SHORT PROBLEM:
Leave out the pictures and restate the rest of the data exactly.

INFORMATION PROVIDED:
__________
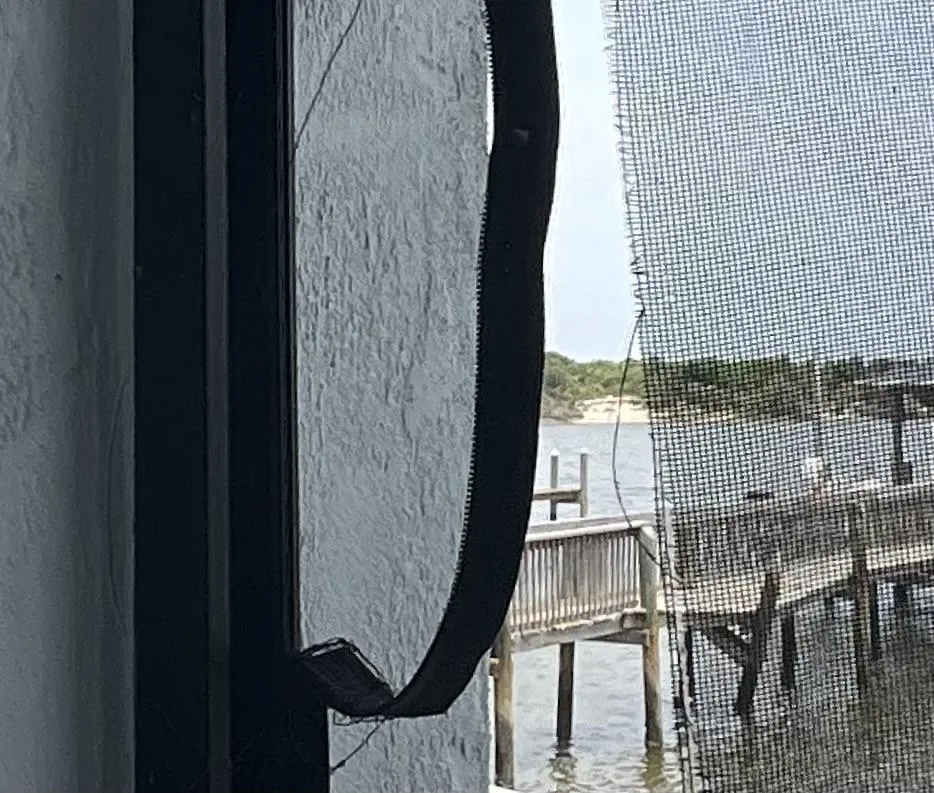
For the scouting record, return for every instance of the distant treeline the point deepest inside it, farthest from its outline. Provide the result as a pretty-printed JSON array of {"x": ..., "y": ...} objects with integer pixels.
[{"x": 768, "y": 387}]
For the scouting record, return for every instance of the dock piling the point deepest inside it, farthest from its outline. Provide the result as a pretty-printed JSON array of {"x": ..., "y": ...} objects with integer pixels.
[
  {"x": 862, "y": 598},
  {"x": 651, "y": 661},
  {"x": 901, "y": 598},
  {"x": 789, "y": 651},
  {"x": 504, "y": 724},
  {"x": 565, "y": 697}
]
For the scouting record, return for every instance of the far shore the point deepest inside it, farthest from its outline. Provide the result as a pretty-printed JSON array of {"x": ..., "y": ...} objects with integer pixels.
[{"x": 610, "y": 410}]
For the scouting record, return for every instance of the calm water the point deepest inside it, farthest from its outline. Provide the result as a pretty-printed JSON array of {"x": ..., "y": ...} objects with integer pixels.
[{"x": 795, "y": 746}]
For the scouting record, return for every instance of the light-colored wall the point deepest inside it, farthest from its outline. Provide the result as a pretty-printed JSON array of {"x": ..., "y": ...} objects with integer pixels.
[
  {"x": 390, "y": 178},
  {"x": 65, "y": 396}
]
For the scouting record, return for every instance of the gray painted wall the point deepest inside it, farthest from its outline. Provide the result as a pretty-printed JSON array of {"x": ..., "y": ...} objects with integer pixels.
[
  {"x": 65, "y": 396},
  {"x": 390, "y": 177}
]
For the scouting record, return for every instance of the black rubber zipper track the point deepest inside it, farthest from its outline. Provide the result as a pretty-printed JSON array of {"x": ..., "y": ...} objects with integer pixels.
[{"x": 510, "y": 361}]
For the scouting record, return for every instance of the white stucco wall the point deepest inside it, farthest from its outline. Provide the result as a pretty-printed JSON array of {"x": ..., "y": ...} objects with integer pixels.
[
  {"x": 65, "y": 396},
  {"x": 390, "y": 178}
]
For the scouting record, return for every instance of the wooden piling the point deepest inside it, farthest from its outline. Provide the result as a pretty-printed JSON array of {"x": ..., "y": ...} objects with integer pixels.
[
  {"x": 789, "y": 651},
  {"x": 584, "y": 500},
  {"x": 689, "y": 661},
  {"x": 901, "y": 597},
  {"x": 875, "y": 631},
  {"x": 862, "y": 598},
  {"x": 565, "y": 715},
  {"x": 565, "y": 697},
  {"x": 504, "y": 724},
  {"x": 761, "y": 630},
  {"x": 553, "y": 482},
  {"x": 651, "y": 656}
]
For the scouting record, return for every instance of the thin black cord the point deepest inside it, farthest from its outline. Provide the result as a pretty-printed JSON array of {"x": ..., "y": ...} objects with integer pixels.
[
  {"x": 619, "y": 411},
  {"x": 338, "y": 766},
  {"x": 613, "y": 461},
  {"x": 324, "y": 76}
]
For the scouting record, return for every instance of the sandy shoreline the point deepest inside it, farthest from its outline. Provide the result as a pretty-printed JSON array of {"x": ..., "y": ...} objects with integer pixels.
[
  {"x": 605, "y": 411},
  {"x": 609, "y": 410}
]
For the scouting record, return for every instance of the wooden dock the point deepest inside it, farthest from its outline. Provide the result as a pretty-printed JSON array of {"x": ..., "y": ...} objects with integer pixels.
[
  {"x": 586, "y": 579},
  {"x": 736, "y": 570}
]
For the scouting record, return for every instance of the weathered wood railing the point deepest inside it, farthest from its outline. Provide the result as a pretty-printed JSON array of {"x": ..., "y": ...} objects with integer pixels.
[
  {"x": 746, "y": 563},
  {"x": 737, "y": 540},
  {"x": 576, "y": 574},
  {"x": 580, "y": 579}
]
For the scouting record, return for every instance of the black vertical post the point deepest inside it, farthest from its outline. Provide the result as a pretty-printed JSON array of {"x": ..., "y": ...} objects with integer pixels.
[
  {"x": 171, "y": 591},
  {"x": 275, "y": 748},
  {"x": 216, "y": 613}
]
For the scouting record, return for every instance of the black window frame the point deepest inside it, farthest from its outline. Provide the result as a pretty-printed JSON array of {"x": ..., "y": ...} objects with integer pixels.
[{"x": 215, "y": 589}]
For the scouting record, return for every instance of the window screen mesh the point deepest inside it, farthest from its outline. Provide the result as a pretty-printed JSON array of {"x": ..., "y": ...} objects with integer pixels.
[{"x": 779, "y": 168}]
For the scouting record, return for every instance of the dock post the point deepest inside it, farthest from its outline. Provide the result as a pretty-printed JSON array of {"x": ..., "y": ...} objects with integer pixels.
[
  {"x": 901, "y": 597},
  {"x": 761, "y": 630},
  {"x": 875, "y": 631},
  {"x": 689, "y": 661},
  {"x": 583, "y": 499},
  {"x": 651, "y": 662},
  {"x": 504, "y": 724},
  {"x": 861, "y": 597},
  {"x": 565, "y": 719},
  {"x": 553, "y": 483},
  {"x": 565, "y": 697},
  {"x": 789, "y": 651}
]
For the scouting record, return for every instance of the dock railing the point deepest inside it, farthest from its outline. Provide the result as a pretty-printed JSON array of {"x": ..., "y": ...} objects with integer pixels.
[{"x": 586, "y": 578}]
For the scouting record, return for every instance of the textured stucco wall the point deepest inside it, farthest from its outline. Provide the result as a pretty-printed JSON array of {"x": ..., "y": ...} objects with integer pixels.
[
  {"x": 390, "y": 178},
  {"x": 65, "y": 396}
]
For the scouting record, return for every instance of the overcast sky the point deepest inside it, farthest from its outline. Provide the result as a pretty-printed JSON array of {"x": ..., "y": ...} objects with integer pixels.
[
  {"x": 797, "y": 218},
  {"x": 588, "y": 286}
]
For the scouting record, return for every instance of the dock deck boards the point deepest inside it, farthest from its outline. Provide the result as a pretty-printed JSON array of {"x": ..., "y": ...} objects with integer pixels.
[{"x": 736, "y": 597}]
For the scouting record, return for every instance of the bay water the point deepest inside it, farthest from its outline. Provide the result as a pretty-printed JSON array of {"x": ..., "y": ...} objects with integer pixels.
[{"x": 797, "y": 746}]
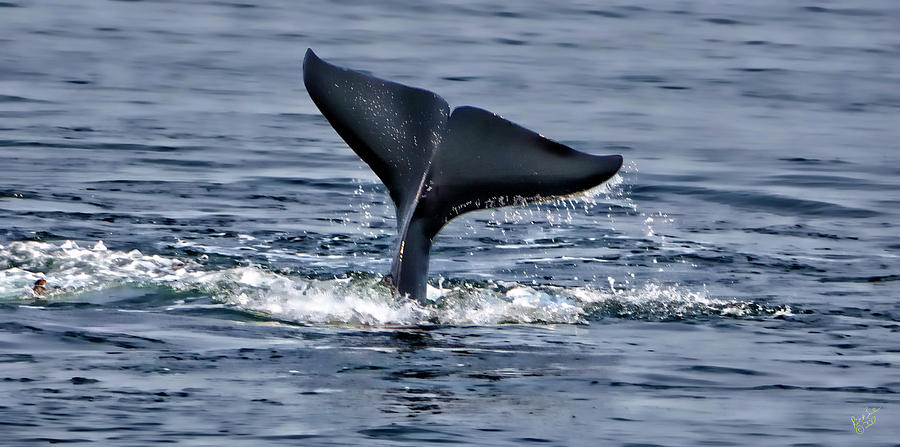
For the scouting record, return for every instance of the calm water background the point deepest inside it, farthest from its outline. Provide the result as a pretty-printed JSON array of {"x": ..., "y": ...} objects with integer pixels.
__________
WRITTEN RESPONSE:
For the scouting record, return for every instance of the distant treeline the point deepest inside it, farthest from its outline. Provide the result as a pretty-printed JSON array of {"x": ..., "y": ...} objects with integer pixels.
[{"x": 768, "y": 387}]
For the scouting record, return for every instance of the dock piling the point deepest inside it, farthest from its outline. Provide the result as a pretty-printed JSON array of {"x": ..., "y": ...} objects with integer pixels.
[
  {"x": 862, "y": 598},
  {"x": 651, "y": 661},
  {"x": 901, "y": 598},
  {"x": 789, "y": 651},
  {"x": 504, "y": 724},
  {"x": 565, "y": 697}
]
For the scouting record, return for every instance of the far shore the point deepest inside it, farthest from its outline. Provide the result as a pretty-printed JSON array of {"x": ..., "y": ...} objects with integer pixels.
[{"x": 610, "y": 410}]
For the scouting record, return for every instance of the calm water the point deepest inside it, farthest from its outline. Provide the result as a pretty-printed JSON array of {"x": ..., "y": ...} objects with integer pixels.
[{"x": 795, "y": 746}]
For the scouting record, return for every instance of the light-colored wall the point deepest inside it, farthest from its outline. Provide the result as a pretty-printed JSON array of {"x": ..., "y": ...} objects with integer pixels.
[
  {"x": 390, "y": 178},
  {"x": 65, "y": 396}
]
For the scouting record, return for every instance of the gray painted wall the point deepest inside it, farthest from its outline. Provide the result as a pretty-printed JSON array of {"x": ..., "y": ...} objects with integer pixels.
[
  {"x": 65, "y": 396},
  {"x": 390, "y": 177}
]
For the scouting record, return for every instance of the black rubber zipper track the point deepest inside it, farthest from its outline. Provide the result as a pretty-printed JSON array of {"x": ..., "y": ...} objects with integer pixels.
[{"x": 510, "y": 361}]
For the scouting record, return for every instance of the white stucco wall the point deepest inside it, farthest from its outline. Provide the result as a pretty-printed JSON array of {"x": ..., "y": ...} objects with integer pixels.
[
  {"x": 65, "y": 396},
  {"x": 390, "y": 178}
]
For the scouting record, return for every instance of the wooden piling the point deepest inside it, farthest from its outline. Provide the result as a pretty-printed JSON array of {"x": ..., "y": ...} objects with integer pixels.
[
  {"x": 789, "y": 651},
  {"x": 584, "y": 500},
  {"x": 689, "y": 661},
  {"x": 901, "y": 597},
  {"x": 875, "y": 631},
  {"x": 862, "y": 598},
  {"x": 565, "y": 715},
  {"x": 565, "y": 697},
  {"x": 504, "y": 724},
  {"x": 761, "y": 630},
  {"x": 553, "y": 482},
  {"x": 651, "y": 656}
]
For the scouting record, return for every instance of the thin black cord the point deepest inside it, farthest from its outline. Provide the result as a pretty-printed JSON array of {"x": ..., "y": ...} objects with integer pixels.
[
  {"x": 619, "y": 411},
  {"x": 338, "y": 766},
  {"x": 613, "y": 461},
  {"x": 324, "y": 76}
]
For the scouting record, return for every instance of the sandy shoreline the point deepest inside it, farthest from its outline. Provide the result as a pretty-printed JSON array of {"x": ..., "y": ...} objects with integer pixels.
[
  {"x": 605, "y": 411},
  {"x": 609, "y": 410}
]
For the scouting record, return for every instance of the wooden dock the point deepest inside it, farthest from its outline. Provide the result as a pretty-printed JSON array of {"x": ..., "y": ...} objects with integer pixels.
[
  {"x": 586, "y": 579},
  {"x": 736, "y": 570}
]
For the scouting record, return for every instance of the weathered wood railing the point deepest inside it, farthest from its outline. Provide the result as a pretty-printed JSON array of {"x": ..., "y": ...} objects with integer pixels.
[
  {"x": 746, "y": 563},
  {"x": 737, "y": 540},
  {"x": 576, "y": 574},
  {"x": 580, "y": 579}
]
For the scouting record, return for every instance of the black vertical post the point deepest inside it, farthest from its outline. Provide the result as a pretty-printed JSON array of {"x": ..., "y": ...} objects with integer pixels.
[
  {"x": 171, "y": 591},
  {"x": 275, "y": 748},
  {"x": 216, "y": 613}
]
For the scouting record, return for every instance of the black window frame the point deepest inside it, farthest from its outline. Provide the result as a pretty-printed JSON array of {"x": ..., "y": ...} objects with integer pixels.
[{"x": 215, "y": 589}]
For the scouting record, return for every instance of the window screen mesh the point deepest inside it, farthest from its outline. Provide the result as a pretty-printed JSON array of {"x": ..., "y": ...} objects with integer pixels.
[{"x": 779, "y": 168}]
For the scouting record, return for every instance of the dock post the point deepest inside it, farthest from its outline. Provide the result as a pretty-printed JSON array of {"x": ..., "y": ...} objects with integer pixels.
[
  {"x": 901, "y": 597},
  {"x": 761, "y": 630},
  {"x": 875, "y": 631},
  {"x": 689, "y": 661},
  {"x": 583, "y": 499},
  {"x": 651, "y": 662},
  {"x": 504, "y": 724},
  {"x": 861, "y": 597},
  {"x": 565, "y": 719},
  {"x": 553, "y": 483},
  {"x": 565, "y": 697},
  {"x": 789, "y": 651}
]
For the scouting record, return for every instance of the dock railing the point deepest inside it, farthest from its outline. Provide the result as a pretty-printed JSON array of {"x": ..., "y": ...} objects with integer pixels.
[{"x": 586, "y": 578}]
For the scouting record, return for every instance of the textured stucco wall the point deepest inside it, farthest from its outline. Provide the result as a pretty-printed JSON array of {"x": ..., "y": ...} objects with integer pixels.
[
  {"x": 390, "y": 178},
  {"x": 65, "y": 396}
]
For the scouting record, return for every instance of the overcast sky the point deepest inside it, farthest from its outline. Provide the result as a pretty-printed JSON array of {"x": ..., "y": ...} objects with integer pixels.
[
  {"x": 797, "y": 218},
  {"x": 588, "y": 286}
]
For the scouting record, return for every instance of the dock deck boards the point deepest inside it, farthest from its outline. Provide the result as a pretty-printed JSON array of {"x": ..., "y": ...} objects with integer pixels.
[{"x": 736, "y": 597}]
For the scouting record, return for every instance of the bay water the point deepest inside it, farthest from its outline. Provide the result as a pretty-printed JSON array of {"x": ..., "y": ...} objects with integer pixels.
[{"x": 797, "y": 746}]
For the scouting record, return for every instance of the calm water background the point deepest inside it, farthest from its outline. Provide the result as a pretty-printed JSON array of {"x": ..., "y": ...} objects with integer pixels.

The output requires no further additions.